── Reading passage

Public records are documents created by government. These records are created by varying agencies at different levels of government and localities. Sometimes the same kind of information is collected through varying departments and jurisdictions; creating potential redundancy. Examples of public records include birth or death certificates, census records, military records, wills, deeds, tax records, and much more.
When it comes to these records, any records, we must become aware of the potential issues of completeness, legibility, accuracy, damage, destruction, loss, existence, availability, and accessibility. Additionally, if the records are created by national or local government, then we must be aware of the laws related to freedom of information, combined with the laws related to privacy, thus creating the understanding as to what records are open access or restricted.
The key problems with any records is determining whether they were created in the first place, and whether they still exist and are available to genealogists for research purposes. Before beginning any research, we must learn about the different types of records created by different institutions, organizations and government bodies with relation to localities, jurisdictions and government agencies. Location becomes significant whether it is a county or state in the United States, or the distinction between an ecclesiastical or civil division in Scotland. We also must learn where those records may be stored over the course of time, whether the documents are still current and unavailable, or have been designated and stored as historical and are available for access.
When using these records as part of family research, it is critical to not limit your understanding of the records from a strictly genealogists approach; meaning don’t strictly view records for the individual or family information you might find. These records were not created with the genealogical researcher in mind. Each type of record created served a different purpose or function. It is important to understand the context of that original purpose. From this additional approach, unique individual or family information can be understood directly or by implication
And lastly, it is extremely important to be able to determine the quality of the information found in each and every document and record. This quality of information is extremely critical. Our ancestors were imperfect, and therefore the information found must be deemed useable within reason. All records, and the information they contain, must be carefully assessed in whole, or in part, as either Primary or Secondary.

────

According to the passage on public records in family research, as what two categories must all records and their information be assessed?

── Extracted information

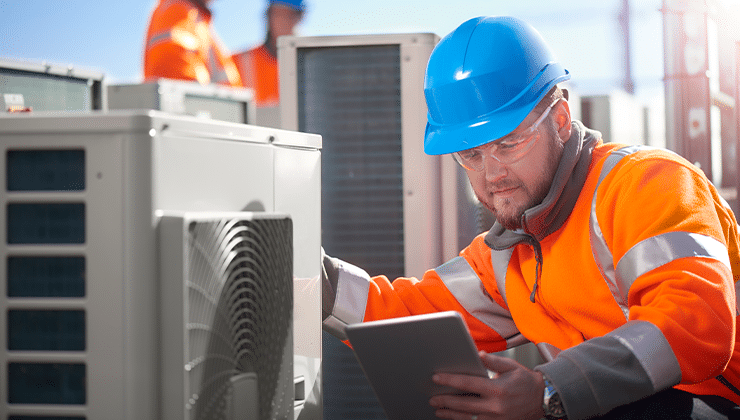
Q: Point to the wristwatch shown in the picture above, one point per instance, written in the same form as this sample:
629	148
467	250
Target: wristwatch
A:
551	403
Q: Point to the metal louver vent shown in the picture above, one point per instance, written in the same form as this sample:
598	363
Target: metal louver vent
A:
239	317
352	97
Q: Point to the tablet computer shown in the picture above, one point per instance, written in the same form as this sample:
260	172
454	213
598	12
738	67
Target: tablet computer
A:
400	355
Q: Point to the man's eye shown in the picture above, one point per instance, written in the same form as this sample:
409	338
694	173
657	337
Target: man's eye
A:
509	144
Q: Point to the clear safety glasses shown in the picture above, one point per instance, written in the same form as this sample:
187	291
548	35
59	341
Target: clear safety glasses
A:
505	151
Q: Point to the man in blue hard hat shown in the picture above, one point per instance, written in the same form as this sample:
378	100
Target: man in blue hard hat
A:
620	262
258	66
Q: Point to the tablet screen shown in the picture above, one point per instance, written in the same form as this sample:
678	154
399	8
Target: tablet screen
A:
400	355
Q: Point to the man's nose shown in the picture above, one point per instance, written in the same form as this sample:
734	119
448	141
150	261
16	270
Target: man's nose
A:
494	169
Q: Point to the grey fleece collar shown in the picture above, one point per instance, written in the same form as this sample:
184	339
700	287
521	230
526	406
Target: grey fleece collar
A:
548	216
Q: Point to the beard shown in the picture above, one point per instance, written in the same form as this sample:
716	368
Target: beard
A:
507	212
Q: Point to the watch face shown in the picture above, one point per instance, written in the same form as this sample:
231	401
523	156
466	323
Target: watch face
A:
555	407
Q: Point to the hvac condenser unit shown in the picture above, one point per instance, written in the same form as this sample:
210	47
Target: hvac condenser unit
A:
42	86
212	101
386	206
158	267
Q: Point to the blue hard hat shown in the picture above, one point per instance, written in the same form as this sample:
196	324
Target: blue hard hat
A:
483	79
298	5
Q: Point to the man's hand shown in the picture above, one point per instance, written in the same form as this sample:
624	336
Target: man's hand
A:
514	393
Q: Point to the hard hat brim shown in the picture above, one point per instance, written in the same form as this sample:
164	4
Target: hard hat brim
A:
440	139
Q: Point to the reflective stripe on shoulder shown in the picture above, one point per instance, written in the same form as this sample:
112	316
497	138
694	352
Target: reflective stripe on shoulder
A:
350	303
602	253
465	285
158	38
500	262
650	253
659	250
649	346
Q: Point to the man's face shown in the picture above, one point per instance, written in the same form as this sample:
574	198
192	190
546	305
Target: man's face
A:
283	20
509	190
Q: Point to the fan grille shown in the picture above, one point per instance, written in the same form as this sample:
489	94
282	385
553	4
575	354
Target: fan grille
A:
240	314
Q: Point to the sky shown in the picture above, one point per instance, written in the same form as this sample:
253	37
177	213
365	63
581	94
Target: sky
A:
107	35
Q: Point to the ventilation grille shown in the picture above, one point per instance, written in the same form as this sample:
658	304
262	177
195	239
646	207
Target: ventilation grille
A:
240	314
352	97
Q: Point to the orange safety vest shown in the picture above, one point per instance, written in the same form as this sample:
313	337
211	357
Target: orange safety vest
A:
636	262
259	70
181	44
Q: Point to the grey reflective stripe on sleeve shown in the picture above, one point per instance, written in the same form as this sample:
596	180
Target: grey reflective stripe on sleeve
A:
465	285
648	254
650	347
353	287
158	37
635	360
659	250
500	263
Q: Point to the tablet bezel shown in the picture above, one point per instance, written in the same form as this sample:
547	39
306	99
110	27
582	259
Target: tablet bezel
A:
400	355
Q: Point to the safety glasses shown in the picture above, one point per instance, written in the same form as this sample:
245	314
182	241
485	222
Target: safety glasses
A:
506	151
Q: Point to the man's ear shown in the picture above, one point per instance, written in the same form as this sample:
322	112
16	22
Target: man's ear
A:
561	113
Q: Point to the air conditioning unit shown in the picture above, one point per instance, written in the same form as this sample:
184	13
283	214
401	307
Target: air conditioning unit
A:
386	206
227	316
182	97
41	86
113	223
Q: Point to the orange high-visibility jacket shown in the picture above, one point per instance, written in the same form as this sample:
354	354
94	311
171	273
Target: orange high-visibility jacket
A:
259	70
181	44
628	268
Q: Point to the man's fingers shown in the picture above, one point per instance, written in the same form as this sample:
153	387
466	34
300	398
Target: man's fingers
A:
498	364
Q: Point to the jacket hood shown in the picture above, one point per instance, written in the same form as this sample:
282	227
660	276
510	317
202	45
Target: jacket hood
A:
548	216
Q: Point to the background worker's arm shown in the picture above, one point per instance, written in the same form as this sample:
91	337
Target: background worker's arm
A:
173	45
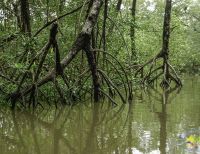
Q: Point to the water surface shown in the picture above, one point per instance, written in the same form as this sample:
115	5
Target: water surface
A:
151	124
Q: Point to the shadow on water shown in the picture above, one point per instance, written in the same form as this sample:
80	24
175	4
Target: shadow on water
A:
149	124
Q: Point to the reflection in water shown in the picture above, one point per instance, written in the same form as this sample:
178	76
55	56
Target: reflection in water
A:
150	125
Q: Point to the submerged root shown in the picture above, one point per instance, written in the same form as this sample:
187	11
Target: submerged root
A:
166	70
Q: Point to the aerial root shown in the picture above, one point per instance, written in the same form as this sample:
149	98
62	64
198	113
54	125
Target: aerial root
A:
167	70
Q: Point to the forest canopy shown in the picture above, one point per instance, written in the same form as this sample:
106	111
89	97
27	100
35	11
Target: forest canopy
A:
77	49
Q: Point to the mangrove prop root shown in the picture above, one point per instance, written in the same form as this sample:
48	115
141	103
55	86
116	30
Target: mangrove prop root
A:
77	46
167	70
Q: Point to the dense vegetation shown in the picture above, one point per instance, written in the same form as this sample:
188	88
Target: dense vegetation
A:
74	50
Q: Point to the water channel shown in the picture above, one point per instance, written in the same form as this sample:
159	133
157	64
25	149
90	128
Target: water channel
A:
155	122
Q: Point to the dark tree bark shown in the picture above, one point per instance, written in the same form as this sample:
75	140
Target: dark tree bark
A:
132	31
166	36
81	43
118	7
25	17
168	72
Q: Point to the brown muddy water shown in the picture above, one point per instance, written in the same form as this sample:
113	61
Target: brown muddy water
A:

────

Final result:
Primary or Secondary.